◆ Exercise description: According to the post on data standardization below, which law pushed the healthcare industry to adopt EMRs but did not require standardization?

Electronic medical record example

Data standardization

I paused my blog posts for the past few months to focus on the very exciting process of becoming a mother! As happy and necessary as the time off has been, I’m excited to get back to engaging a different part of my brain.

I spotted the article “Digital health is no longer the cure and it’s creating a fragmentation epidemic” by Fast Company, and I’m happy to see them calling out the very real barrier for patients of technology fragmentation. I’m sure anyone in the US that has had to manage a health condition has found that they’re juggling multiple EMRs, labs, etc. while navigating routine care vs. specialists. Beyond patient experience, this is also a barrier for things like decentralized clinical research, creating public health databases, retrospective research, and more. We’re simply unable to make good on the promise of Digital Health in this landscape.


Where the article fell short seems to be on the how. Standardization/interoperability comes from standards organizations (like ISO and IEC in the physical product world) and government regulations. The American Recovery and Reinvestment Act kicked the healthcare industry in the pants to get EMRs in place, but failed to take the step to organize and require standardization. There are groups like Observational Health Data Sciences and Informatics (OHDSI) that have created an open community data standard. Where influence fails, regulation may be the answer to create the change needed to make a big step forward.

◆ Material shown:

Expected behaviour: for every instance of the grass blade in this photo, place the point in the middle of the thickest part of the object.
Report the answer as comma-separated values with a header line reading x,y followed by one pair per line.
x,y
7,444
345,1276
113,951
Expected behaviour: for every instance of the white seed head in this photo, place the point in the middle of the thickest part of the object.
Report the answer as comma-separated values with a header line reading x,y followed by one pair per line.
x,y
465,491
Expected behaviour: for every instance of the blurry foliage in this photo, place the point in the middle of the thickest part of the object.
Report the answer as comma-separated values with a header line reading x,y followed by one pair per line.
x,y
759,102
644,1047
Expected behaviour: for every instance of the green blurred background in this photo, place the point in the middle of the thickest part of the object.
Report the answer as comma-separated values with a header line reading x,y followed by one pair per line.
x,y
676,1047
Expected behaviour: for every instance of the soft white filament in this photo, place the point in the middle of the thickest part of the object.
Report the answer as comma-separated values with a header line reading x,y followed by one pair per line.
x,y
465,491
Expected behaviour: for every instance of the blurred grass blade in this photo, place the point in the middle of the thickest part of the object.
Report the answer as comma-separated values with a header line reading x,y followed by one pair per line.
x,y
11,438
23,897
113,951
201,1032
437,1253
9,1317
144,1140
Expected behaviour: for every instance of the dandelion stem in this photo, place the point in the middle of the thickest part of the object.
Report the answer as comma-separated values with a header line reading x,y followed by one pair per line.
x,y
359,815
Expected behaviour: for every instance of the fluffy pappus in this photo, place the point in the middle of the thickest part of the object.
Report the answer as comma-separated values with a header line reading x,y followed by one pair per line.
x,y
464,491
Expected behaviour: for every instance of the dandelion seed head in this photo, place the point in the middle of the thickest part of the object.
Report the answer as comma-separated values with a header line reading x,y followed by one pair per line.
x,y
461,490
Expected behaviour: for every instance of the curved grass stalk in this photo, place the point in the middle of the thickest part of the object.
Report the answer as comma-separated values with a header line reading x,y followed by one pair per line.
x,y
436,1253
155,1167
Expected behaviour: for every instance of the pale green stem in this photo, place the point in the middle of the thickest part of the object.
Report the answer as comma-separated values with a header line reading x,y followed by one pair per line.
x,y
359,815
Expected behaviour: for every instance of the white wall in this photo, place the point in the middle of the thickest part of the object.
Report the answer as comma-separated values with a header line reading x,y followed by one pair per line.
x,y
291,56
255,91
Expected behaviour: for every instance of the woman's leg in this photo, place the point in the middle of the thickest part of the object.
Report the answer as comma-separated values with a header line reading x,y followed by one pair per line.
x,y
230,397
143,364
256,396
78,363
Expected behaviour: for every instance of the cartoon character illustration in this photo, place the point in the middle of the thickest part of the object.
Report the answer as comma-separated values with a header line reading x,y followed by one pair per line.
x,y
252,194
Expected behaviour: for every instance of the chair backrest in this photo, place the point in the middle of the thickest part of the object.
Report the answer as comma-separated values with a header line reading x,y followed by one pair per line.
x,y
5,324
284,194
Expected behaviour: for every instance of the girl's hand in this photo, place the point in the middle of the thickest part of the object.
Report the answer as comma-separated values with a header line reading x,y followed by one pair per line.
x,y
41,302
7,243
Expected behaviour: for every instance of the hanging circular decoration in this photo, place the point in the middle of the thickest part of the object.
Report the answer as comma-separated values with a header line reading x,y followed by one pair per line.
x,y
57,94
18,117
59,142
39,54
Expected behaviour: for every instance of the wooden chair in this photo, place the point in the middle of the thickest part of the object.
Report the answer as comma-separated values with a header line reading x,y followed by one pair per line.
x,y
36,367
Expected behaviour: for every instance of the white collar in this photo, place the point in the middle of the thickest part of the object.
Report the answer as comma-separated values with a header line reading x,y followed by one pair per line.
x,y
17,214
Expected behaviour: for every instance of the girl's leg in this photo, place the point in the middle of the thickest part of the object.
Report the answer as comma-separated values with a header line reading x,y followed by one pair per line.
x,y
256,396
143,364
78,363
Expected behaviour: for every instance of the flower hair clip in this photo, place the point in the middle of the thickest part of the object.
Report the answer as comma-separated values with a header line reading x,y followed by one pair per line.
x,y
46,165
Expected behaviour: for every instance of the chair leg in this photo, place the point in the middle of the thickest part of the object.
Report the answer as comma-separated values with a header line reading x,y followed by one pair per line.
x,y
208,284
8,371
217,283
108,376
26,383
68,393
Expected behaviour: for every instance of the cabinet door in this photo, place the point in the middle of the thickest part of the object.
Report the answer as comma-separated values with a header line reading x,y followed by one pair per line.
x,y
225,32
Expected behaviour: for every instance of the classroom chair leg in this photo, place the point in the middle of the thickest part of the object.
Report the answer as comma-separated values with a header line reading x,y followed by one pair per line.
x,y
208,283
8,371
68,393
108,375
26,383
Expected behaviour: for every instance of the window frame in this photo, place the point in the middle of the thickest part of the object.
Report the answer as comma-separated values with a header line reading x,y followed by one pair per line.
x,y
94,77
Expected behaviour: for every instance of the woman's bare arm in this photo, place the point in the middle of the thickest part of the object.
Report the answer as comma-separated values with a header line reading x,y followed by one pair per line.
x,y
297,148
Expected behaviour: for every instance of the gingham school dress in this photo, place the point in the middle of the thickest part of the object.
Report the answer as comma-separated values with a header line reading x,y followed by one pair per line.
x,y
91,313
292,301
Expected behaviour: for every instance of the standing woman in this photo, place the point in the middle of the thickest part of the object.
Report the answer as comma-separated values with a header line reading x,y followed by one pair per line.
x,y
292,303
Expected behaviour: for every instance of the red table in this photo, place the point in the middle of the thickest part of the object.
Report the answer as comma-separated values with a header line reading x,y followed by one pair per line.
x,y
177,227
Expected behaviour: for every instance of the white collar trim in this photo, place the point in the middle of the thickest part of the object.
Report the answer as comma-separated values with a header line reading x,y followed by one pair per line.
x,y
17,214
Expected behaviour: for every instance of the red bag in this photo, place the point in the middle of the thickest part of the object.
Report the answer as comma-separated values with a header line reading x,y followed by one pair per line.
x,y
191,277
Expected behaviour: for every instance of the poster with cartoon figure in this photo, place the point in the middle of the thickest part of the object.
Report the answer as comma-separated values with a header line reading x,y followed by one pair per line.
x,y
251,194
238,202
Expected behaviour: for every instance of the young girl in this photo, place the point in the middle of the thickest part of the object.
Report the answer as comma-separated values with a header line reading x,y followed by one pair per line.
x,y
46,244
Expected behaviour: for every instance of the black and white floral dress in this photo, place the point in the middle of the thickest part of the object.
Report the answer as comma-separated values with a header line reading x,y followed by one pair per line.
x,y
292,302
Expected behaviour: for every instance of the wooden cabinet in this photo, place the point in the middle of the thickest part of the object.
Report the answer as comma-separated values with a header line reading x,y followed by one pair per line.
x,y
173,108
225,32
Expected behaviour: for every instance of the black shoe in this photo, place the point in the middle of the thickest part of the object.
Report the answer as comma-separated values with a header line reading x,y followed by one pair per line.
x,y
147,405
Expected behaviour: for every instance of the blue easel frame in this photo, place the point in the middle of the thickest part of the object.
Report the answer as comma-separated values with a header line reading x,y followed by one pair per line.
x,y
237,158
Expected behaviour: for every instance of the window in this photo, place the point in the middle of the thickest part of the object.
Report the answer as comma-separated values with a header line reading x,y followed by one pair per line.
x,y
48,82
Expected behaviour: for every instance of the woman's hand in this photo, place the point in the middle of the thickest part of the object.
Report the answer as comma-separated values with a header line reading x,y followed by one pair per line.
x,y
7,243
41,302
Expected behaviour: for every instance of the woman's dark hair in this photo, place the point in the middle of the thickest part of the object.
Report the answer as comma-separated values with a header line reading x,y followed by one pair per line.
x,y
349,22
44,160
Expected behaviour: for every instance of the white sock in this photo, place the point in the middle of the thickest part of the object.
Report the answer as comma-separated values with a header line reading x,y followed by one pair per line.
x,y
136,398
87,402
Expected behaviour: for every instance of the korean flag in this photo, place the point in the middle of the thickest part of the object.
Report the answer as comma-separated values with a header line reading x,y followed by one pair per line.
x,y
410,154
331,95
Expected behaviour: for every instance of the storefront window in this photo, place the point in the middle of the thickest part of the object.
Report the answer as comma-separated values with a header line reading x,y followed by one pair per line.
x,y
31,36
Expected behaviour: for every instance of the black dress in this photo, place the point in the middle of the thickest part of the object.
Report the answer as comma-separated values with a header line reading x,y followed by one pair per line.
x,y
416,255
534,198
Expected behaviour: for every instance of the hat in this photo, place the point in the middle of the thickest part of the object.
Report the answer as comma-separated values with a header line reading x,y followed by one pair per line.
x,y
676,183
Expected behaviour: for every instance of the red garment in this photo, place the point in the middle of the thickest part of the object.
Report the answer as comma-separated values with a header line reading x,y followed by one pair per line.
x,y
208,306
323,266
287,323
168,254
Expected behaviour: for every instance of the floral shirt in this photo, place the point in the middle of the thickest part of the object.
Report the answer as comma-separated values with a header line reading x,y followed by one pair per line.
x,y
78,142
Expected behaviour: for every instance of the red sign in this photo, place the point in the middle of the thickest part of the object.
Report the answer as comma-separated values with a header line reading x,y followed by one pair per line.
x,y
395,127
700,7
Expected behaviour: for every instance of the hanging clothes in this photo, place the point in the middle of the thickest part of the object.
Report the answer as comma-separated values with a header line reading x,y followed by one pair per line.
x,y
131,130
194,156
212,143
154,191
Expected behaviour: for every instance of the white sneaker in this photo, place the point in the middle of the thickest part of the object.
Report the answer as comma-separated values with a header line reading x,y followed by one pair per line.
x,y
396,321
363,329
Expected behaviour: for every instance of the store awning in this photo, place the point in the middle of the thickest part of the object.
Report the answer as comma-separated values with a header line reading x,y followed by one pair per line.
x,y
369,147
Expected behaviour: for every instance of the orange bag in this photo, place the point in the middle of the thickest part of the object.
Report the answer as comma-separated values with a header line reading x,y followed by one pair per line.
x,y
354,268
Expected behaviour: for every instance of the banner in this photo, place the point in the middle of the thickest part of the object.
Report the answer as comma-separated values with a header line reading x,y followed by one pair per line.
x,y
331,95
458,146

◆ Answer for the task: The American Recovery and Reinvestment Act.